> [What is being asked]: Turn the rows from the line containing "If you could pick out the haze" up to and including the line containing "If you could pick out the cloud" into a numbered list, leaving out any blank lines.

> [Material for this task]:
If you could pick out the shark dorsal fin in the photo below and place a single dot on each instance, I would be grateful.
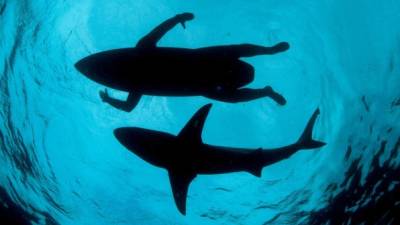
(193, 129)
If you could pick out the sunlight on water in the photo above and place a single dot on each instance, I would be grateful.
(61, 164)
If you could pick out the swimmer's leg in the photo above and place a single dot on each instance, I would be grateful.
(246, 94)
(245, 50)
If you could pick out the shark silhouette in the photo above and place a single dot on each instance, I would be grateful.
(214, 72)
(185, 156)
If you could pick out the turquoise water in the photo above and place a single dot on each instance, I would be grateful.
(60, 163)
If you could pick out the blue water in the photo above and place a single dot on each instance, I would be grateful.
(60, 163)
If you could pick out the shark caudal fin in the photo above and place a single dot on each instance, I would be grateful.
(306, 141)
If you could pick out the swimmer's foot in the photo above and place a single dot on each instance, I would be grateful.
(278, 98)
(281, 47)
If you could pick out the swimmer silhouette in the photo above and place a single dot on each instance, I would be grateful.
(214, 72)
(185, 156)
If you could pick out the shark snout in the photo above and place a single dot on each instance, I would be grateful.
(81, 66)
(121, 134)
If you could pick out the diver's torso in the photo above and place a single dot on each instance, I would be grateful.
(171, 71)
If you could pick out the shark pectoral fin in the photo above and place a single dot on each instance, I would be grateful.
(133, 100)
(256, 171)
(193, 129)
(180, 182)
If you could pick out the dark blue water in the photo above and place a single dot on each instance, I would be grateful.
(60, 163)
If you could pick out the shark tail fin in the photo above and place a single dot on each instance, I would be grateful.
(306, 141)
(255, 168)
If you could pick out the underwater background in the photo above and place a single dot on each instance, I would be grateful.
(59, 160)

==

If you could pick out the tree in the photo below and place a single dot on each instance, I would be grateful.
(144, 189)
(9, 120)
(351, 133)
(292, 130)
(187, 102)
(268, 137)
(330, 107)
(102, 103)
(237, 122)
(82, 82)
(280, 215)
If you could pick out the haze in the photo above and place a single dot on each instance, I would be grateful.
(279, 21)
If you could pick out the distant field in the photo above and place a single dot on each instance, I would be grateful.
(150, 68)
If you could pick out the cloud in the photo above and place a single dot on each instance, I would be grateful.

--

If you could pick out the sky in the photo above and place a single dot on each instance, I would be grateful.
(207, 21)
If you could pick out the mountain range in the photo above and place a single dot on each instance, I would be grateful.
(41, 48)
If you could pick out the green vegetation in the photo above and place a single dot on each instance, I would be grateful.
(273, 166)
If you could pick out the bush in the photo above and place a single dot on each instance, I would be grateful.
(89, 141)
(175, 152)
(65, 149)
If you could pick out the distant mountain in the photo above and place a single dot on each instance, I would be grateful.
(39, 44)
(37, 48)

> [Response for this exercise]:
1. If you could pick out the haze in the photo above and place a single dot on each instance, I would be grateful.
2. (279, 21)
3. If you could pick out the distant field in the photo above and place a single dot on each instance, I would be grateful.
4. (150, 68)
5. If you could pick out the cloud in the photo above and place a single dot on each instance, I would be grateful.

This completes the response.